**WHAT IS NEEDED**
Quote every entry word for word.

Items from a dataset:
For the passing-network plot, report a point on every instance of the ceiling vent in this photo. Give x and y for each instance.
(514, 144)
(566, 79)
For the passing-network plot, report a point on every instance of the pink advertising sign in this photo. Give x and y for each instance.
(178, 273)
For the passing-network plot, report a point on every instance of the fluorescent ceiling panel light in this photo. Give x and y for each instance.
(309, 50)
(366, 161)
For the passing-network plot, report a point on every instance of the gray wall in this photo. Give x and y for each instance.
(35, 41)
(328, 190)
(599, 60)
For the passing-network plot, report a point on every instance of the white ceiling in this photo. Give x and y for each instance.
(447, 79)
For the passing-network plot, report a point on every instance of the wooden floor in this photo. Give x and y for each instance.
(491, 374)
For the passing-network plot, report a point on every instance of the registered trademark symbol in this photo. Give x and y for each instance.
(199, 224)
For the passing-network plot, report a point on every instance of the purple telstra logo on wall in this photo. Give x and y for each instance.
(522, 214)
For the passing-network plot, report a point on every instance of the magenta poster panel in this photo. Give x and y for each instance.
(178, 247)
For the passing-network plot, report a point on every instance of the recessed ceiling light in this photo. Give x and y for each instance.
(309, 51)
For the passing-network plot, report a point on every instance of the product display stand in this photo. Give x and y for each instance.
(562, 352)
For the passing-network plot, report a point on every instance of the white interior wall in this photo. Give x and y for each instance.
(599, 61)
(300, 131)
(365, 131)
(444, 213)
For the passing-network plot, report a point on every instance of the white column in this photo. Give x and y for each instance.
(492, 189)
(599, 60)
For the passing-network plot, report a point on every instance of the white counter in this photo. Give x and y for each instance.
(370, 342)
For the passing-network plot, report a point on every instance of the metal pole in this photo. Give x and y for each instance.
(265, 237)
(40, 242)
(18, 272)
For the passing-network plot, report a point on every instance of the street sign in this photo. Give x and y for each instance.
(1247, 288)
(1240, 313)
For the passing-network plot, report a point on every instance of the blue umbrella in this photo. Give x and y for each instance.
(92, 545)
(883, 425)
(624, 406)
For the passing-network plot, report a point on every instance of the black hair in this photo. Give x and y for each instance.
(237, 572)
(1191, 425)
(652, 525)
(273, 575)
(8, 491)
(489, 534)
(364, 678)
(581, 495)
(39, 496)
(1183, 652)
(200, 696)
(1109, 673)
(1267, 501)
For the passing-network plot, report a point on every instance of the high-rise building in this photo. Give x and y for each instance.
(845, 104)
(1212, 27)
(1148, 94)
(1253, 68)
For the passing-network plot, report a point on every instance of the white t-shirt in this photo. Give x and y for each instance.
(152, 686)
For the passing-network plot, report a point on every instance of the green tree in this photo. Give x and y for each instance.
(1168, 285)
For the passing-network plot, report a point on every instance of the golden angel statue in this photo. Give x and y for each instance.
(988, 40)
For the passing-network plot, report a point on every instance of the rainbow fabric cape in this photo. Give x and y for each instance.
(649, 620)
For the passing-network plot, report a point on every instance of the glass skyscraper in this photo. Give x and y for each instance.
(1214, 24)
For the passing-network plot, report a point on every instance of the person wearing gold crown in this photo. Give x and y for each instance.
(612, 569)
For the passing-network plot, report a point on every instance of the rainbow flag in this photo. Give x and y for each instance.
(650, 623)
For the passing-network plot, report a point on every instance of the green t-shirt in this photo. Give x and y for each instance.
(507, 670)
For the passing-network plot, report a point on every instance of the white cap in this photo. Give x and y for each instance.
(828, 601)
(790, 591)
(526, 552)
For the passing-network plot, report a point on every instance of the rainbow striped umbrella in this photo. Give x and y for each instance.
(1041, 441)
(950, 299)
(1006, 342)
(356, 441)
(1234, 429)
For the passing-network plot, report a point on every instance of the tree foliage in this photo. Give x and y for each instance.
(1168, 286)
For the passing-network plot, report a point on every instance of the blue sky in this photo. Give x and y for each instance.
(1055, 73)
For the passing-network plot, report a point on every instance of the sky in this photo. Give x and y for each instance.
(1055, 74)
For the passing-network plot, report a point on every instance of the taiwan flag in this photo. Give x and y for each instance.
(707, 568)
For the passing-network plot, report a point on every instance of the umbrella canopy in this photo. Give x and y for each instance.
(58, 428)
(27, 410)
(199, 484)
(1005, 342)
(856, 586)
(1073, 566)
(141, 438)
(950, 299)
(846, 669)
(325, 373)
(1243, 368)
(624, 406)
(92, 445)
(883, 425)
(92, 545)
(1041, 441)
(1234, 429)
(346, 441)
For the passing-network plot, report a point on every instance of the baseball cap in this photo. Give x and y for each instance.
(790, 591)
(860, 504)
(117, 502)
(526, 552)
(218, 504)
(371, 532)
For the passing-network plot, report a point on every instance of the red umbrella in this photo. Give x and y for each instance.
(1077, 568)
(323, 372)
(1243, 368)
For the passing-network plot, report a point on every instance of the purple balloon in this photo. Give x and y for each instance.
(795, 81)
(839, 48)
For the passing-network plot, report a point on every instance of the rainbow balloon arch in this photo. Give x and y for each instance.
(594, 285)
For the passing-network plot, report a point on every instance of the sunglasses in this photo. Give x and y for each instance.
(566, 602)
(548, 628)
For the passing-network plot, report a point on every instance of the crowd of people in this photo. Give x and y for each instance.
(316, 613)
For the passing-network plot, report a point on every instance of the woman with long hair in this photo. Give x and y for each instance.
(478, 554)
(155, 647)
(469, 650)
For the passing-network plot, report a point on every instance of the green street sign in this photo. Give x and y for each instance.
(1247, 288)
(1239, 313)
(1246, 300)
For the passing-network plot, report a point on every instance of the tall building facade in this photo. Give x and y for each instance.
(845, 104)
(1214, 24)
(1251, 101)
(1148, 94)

**WRITTEN SOLUTION**
For the passing-network plot, report a point on every instance of the ceiling vent in this photo. Give x and y for each instance.
(514, 144)
(566, 79)
For the passing-network plot, report a point on every instance of the pink advertising sign in this photo. Give x and y for each instance.
(178, 273)
For the passing-network plot, report a point on every instance of the fluorescent ceiling panel light in this photo. Give x and y for each instance.
(309, 50)
(366, 161)
For the passing-network plot, report a point on every instance of the gray wall in this photo. Give x and y for each instance.
(35, 41)
(328, 190)
(599, 60)
For the passing-network plot, report a point on every instance of the white ceiling in this photo. Give x and y for each instance.
(447, 79)
For the passing-network plot, report a point on every instance of the wooden floor in this photo. Give x and y for each instance.
(491, 374)
For the passing-network plot, report a point on every instance of the registered trademark symbol in this photo. Give x and y for each instance.
(199, 224)
For the passing-network plot, report a point on every instance of the purple telstra logo on wall in this photo. Give x and y for each instance.
(522, 214)
For the passing-network plot, report a point on every instance of the magenta poster panel in this photo. Give x and y for each instance.
(178, 247)
For the passing-network plot, report a point on every instance of the recessed ceiling light in this photo. Give x and y for each instance.
(309, 51)
For the passing-network plot, report a point on every instance of the product display stand in this photo. Give x and y for each instance.
(562, 352)
For the passing-network plot, report a point on every instance of the white interior wall in this photo. Give x and y for each instance.
(599, 61)
(300, 131)
(365, 131)
(444, 213)
For the passing-network plot, report a point on every instance of the white column in this photo. Give x and y for each instance.
(492, 189)
(599, 60)
For the passing-network plot, report a point on every instance of the white counter in this photo. Give x and y for each instance.
(370, 342)
For the passing-network plot, report a point on every instance of the metal pole in this photo. Give x and y for each instance.
(265, 237)
(40, 242)
(18, 272)
For the passing-network plot, report a point on every instance of the street sign in this photo. Give x and y for each instance.
(1247, 288)
(1240, 313)
For the passing-network plot, report a point on every instance of the blue umbrella in this photo. Give x and y for each instance.
(92, 545)
(883, 425)
(624, 406)
For the passing-network plot, report a point on every instance of the black hair in this photo. Give x and y for each instance.
(237, 572)
(1191, 425)
(652, 525)
(273, 575)
(8, 491)
(489, 534)
(364, 678)
(581, 495)
(39, 496)
(1183, 652)
(200, 696)
(1109, 673)
(1267, 501)
For the passing-network plot, report a point on every instance of the high-rise building in this photo. Give x and y for each instance.
(845, 104)
(1212, 27)
(1148, 94)
(1253, 68)
For the passing-network plot, report a point on every instance of the white t-shirt in this photo. Give x and y for each instance.
(152, 686)
For the passing-network plot, report a point on every instance of the green tree in this photo. Give x and y for each instance.
(1168, 285)
For the passing-network plot, report a point on every instance of the golden angel statue in this photo. Give x and y for each instance.
(988, 40)
For the passing-network plot, report a point on every instance of the rainbow fabric cape in this photo. Give x and y for each instance.
(649, 620)
For the passing-network plot, report a point on every instance of the glass skyscraper in this photo. Give x and y for each instance.
(1214, 24)
For the passing-network plot, report a point on every instance of the person wearing gold crown in this photo. Give x and y for each instance.
(612, 569)
For the passing-network plot, report a point on every instance of the rainbow flag in this photo. Give x and y for each instance.
(650, 623)
For the passing-network plot, report a point on every instance of the green t-shirt in this photo. Give x and y for each instance.
(507, 670)
For the passing-network plot, report a point on every instance of the white cap in this photo. Give x and y for each instance.
(828, 601)
(790, 591)
(526, 552)
For the passing-network plot, report a point on every instance of the rainbow striped umbrella in this photo. Give x and y for each instance.
(1041, 441)
(950, 299)
(1006, 342)
(356, 441)
(1234, 429)
For the passing-network plot, report a point on every instance of the tree foliage in this photo. Give x and y for each instance.
(1168, 286)
For the passing-network plot, report a point on every instance of the blue sky in this photo. Give x and y for each instance.
(1055, 73)
For the passing-network plot, report a point on every instance of the sky in this photo. Give x and y for each instance.
(1055, 74)
For the passing-network plot, report a point on every instance of the taiwan flag in this photo. Give x and y for each instance.
(707, 568)
For the passing-network plot, report a point on every instance of the umbrella canopy in this photo. Give x and y for each instance.
(58, 428)
(27, 410)
(199, 484)
(1005, 342)
(856, 586)
(1073, 566)
(141, 438)
(950, 299)
(846, 669)
(325, 373)
(1243, 368)
(624, 406)
(92, 445)
(883, 425)
(92, 545)
(1041, 441)
(1234, 429)
(346, 441)
For the passing-network plot, report a point on every instance of the baseball cap in this photo. Give x and y for each instance.
(790, 591)
(860, 504)
(117, 502)
(526, 552)
(218, 504)
(371, 532)
For the passing-network plot, report a point on every instance of the red umbrella in this photo. Give x and y for each instance.
(1077, 568)
(323, 372)
(1243, 368)
For the passing-network plot, report a point on every instance of the purple balloon in this photo. Give x and y for each instance.
(795, 81)
(839, 48)
For the passing-network plot, report a point on every instance of the rainbow balloon arch in this photo. Give x and y for each instance.
(594, 285)
For the passing-network plot, report a point on every instance of the sunglasses in this photo. Give x and y for each instance.
(566, 602)
(548, 628)
For the passing-network plot, report a point on every instance of the crowd of people in this photo. Give x and y for each instance.
(316, 613)
For the passing-network plot, report a point on every instance of the woman with long hair in this photo. Give x and y for each instance.
(478, 554)
(155, 647)
(469, 650)
For the passing-network plot, report a point on every instance of the green street sign in this photo. Give x and y for each instance.
(1247, 288)
(1239, 313)
(1246, 300)
For the passing-network plot, report a point on every instance of the tall building facade in this photo. Give x and y for each instance.
(845, 104)
(1214, 24)
(1251, 101)
(1148, 94)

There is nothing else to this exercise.